## Required work:
Exclude images, then output the remaining data verbatim.

## Excerpts from point annotation data:
┌────────

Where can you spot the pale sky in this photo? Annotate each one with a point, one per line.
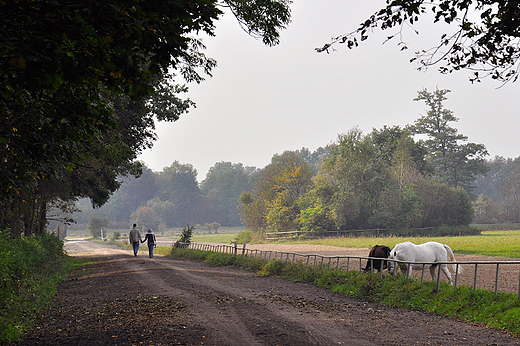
(265, 100)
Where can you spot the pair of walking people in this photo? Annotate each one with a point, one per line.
(135, 238)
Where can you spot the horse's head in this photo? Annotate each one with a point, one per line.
(392, 264)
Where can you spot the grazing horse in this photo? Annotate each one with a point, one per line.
(379, 251)
(429, 252)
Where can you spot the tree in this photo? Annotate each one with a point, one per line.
(64, 69)
(223, 185)
(273, 202)
(146, 217)
(96, 224)
(456, 164)
(348, 186)
(177, 184)
(484, 40)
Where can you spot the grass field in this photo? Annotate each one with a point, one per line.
(489, 243)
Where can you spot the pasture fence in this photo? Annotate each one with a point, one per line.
(311, 234)
(347, 263)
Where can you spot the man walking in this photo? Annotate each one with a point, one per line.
(135, 237)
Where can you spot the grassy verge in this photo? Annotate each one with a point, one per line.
(480, 307)
(30, 270)
(489, 243)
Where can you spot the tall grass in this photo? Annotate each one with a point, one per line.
(480, 307)
(30, 270)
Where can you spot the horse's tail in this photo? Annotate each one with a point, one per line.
(451, 258)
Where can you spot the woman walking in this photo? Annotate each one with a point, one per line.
(150, 237)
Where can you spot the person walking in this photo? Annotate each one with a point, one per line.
(134, 237)
(150, 237)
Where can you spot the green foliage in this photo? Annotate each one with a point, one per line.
(81, 84)
(223, 185)
(273, 204)
(186, 235)
(96, 224)
(30, 269)
(455, 163)
(482, 37)
(380, 180)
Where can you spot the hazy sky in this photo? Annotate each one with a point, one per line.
(265, 100)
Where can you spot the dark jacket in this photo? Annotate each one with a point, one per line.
(150, 237)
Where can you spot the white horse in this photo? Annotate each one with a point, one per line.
(429, 252)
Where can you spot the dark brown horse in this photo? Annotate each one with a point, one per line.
(378, 251)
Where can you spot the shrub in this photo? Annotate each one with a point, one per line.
(30, 269)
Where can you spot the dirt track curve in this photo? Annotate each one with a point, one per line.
(125, 300)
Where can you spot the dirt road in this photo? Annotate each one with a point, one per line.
(125, 300)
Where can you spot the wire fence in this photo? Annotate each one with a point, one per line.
(348, 263)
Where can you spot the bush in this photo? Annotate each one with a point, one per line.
(30, 269)
(186, 235)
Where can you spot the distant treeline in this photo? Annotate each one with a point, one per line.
(384, 179)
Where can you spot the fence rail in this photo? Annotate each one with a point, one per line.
(307, 234)
(346, 262)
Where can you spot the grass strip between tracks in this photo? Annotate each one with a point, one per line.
(481, 307)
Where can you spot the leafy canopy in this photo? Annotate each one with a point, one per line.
(485, 38)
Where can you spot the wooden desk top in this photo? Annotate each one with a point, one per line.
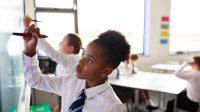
(166, 83)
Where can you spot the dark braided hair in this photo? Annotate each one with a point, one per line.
(197, 60)
(115, 46)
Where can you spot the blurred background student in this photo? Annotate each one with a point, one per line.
(188, 99)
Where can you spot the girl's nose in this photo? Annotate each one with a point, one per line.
(82, 61)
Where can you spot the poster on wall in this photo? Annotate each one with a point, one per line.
(164, 33)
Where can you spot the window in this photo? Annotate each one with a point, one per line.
(11, 69)
(89, 18)
(184, 26)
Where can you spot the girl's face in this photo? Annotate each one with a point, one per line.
(194, 65)
(65, 48)
(93, 66)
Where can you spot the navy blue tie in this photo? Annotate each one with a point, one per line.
(78, 104)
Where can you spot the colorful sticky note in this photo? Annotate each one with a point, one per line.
(163, 41)
(164, 26)
(165, 18)
(164, 34)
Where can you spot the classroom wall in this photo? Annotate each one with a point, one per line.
(158, 53)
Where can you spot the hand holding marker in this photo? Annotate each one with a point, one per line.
(28, 34)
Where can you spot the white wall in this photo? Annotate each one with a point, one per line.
(158, 53)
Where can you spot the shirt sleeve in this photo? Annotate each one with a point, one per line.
(63, 59)
(36, 79)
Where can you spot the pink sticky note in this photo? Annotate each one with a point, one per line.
(165, 18)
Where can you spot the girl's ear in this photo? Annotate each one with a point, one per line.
(71, 48)
(107, 71)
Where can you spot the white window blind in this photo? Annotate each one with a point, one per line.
(184, 26)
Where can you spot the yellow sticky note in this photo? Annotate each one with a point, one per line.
(164, 34)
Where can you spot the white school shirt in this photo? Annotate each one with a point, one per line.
(193, 86)
(100, 98)
(66, 63)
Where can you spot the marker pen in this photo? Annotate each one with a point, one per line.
(28, 35)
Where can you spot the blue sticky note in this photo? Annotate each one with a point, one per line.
(163, 41)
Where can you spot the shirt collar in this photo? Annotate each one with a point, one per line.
(93, 91)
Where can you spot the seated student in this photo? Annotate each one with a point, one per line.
(90, 82)
(132, 60)
(188, 99)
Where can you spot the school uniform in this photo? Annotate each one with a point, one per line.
(188, 99)
(100, 98)
(66, 63)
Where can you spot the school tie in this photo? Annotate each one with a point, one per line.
(78, 104)
(133, 71)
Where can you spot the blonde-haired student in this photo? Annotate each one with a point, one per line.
(101, 57)
(188, 99)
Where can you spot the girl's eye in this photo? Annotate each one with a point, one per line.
(89, 61)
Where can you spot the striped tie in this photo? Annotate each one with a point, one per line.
(78, 104)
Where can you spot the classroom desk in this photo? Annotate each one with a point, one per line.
(167, 83)
(165, 68)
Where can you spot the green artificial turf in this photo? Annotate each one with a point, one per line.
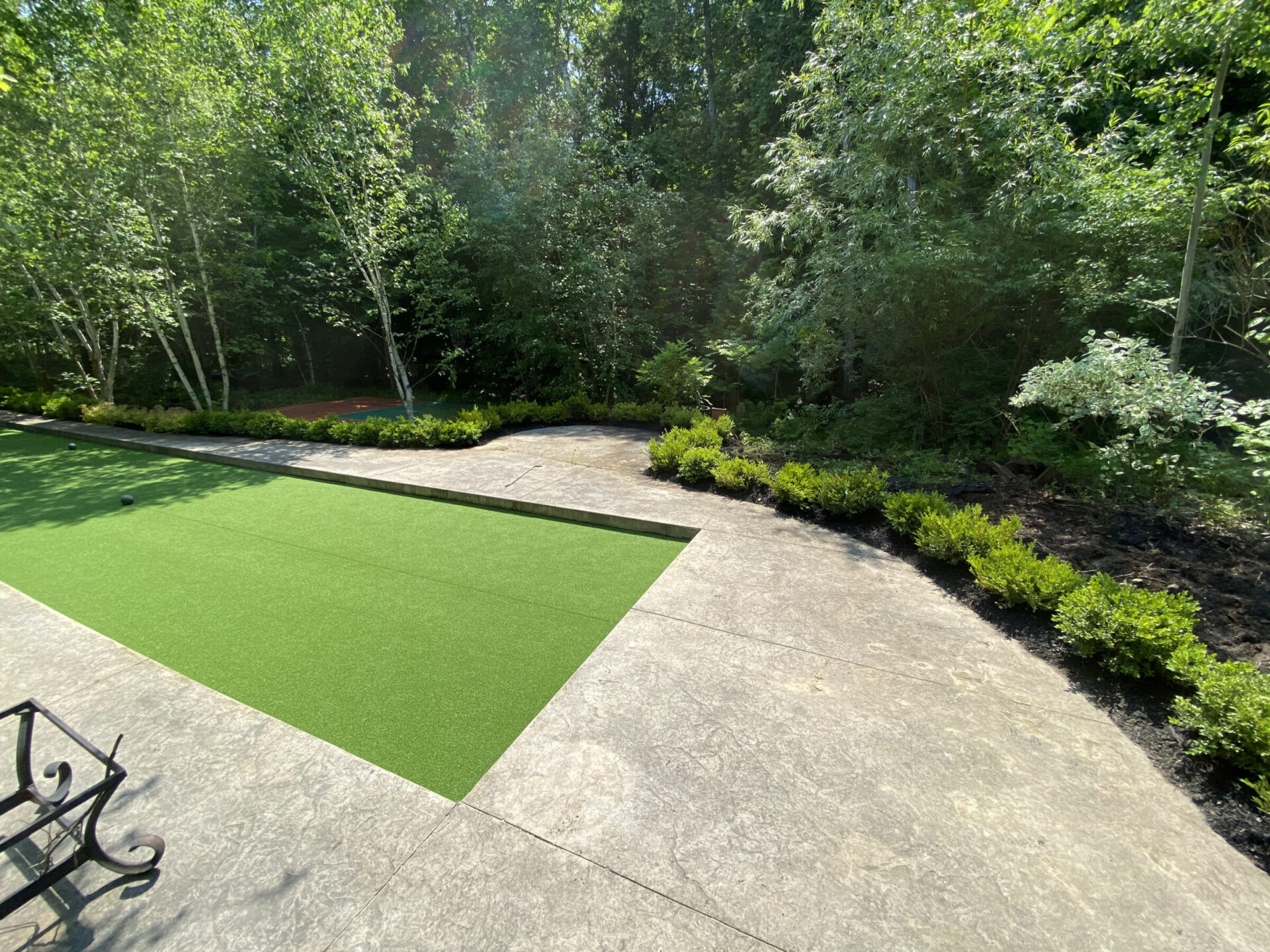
(419, 635)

└────────

## Reply to the task:
Where can you spot the pale sky in this photo? Annotate each one with a point, one per line.
(265, 100)
Where can you spot the pair of walking people in this photo? Annotate each one with a point, one per line.
(135, 238)
Where can you spot the horse's head in this photo? Annotate each one with a point, one per line.
(392, 264)
Where can you spot the grazing horse in this photo? Annotate each one with a point, one per line.
(379, 251)
(429, 252)
Where can you spot the tree in this photo? Annotate each one with a point, one per line.
(64, 69)
(223, 185)
(273, 202)
(146, 217)
(96, 224)
(456, 164)
(348, 186)
(177, 184)
(484, 40)
Where can you spot the grass field in this photo? Annotate each one with a point, one per line.
(489, 243)
Where can you spot the pasture fence in this photo? Annotate each one with a point, one per line.
(311, 234)
(347, 263)
Where can you spot the man walking in this photo? Annotate each one with a point, one per line.
(135, 237)
Where can you spot the grassy verge in this photo? Annotate each one with a point, one per line.
(480, 307)
(30, 270)
(489, 243)
Where can you spot the tall grass in this photo? Annotate each one with a point, one per line.
(480, 307)
(30, 270)
Where can you spot the horse's tail in this photo? Annotate each one with a point, one per line.
(451, 258)
Where can you spot the woman walking in this photo? Annotate each one with a point, one per line.
(150, 237)
Where can you spot the person walking in this photo? Annotate each one with a point, one per line.
(134, 237)
(150, 237)
Where can you spot the green foliage in this photo? Annotate each one with a point, one per line.
(81, 84)
(223, 185)
(273, 204)
(186, 235)
(96, 224)
(30, 269)
(455, 163)
(482, 37)
(380, 180)
Where can you spot the hazy sky in this photo? Annotate each one with a point, one per line.
(265, 100)
Where can you spot the dark jacket in this photo? Annotate each one with a point, one per line.
(150, 237)
Where can you spot the white horse in this photo? Annotate each one with a point, one per line.
(429, 252)
Where can you spot the dark brown horse in this photo? Annotate each one with a point, one per line.
(378, 251)
Where can you spot the shrub in this photo? Annotate each one with a point, one per line.
(30, 269)
Where can you spot the dirt track curve in this photo? Annotate each one with a point, one per line.
(125, 300)
Where can you spot the dirt road in this photo? Annotate each one with a point, one per line.
(125, 300)
Where can you spot the wire fence in this photo? Annotate each one with a point, one per line.
(348, 263)
Where can you spot the bush in this photo? Annotate each one with a point, one per line.
(30, 269)
(186, 235)
Where can you spot the distant treeline in this photo? Annotate each one with a point, one per line.
(384, 179)
Where can you spot the fence rail in this photo? Annotate each one with a point, one per line.
(307, 234)
(346, 262)
Where can you spot the grass strip between tracks in this photo? Annotate each one with a point, one per line.
(481, 307)
Where can you spot the leafy canopy in this photo? Annotate each one with a point, one per line.
(485, 38)
Where can you spot the wooden desk top in this photo? Annotate each one with a point, one per line.
(166, 83)
Where can you spot the dark braided hair in this photo? Annotate each one with a point, one per line.
(197, 60)
(115, 46)
Where can you spot the blurred background student in this photo? Annotate each one with a point, one per line.
(188, 99)
Where can you spot the girl's nose in this photo? Annotate each one with a point, one per line.
(82, 61)
Where can you spot the poster on wall in this photo? Annotate each one with a point, one per line.
(164, 33)
Where can you spot the window in this photo? Annotate each one with a point, one per line.
(11, 69)
(89, 18)
(184, 26)
Where can you spot the girl's face in this photo? Annotate each one with a point, one per line.
(194, 65)
(65, 48)
(93, 66)
Where can you spot the navy blue tie in this photo? Annotate each one with a point, one per line.
(78, 104)
Where can you spot the colorful sticky note in this photo? Annotate each one with a point, one per line.
(163, 41)
(164, 26)
(165, 18)
(164, 34)
Where can you spot the classroom wall in this photo? Annotate each one with a point, one per line.
(158, 53)
Where can you spot the hand holding marker in this photo? Annotate each one with a point, one per line.
(28, 34)
Where can you spot the white wall in this photo? Annotate each one with a point, one per line.
(158, 53)
Where can you spot the shirt sleeve in this photo? Annotate each one with a point, one per line.
(63, 59)
(36, 79)
Where can you spot the pink sticky note in this photo? Annotate each one with a point, one per line.
(165, 18)
Where can you spot the girl's ear in this photo? Annotate each one with a point, one per line.
(71, 48)
(107, 71)
Where can you spot the white window blind in this photo? Annotate each one with a point, one per line.
(184, 26)
Where can you spot the yellow sticky note in this photo? Annotate each one with a point, one per line.
(164, 34)
Where can you spot the white school shirt in this photo? Annotate each one with a point, one per line.
(193, 86)
(100, 98)
(66, 63)
Where can you spot the marker pen in this photo? Annotate each one with a point, one per line.
(28, 35)
Where can you spot the blue sticky note in this photo? Annotate each one with a point, one per line.
(163, 41)
Where can you spot the shirt collar in this photo? Annotate each one with a point, one per line.
(93, 91)
Where can you spot the seated student in this photo? Annotate each one with a point, one per line.
(90, 82)
(132, 60)
(188, 99)
Where can you spot the school uniform in this photo? Annotate each one with a point, one per line.
(188, 99)
(100, 98)
(66, 63)
Where can you spot the school tie in this photo? Annotate each one with a point, one per line.
(78, 104)
(133, 71)
Where can you spot the blonde-haired student in this photo? Annotate each one with a point, one per line.
(101, 57)
(188, 99)
Where can you spot the girl's eye in this photo? Annotate each one with a point, one per line.
(89, 61)
Where can you spot the striped tie in this photo? Annotate each one with a point, one per line.
(78, 104)
Where can you spot the classroom desk in this photo? Annotate each one with a point, one per line.
(167, 83)
(165, 68)
Where can you spot the green artificial turf in this photo? Annotate each one with a point, one per line.
(419, 635)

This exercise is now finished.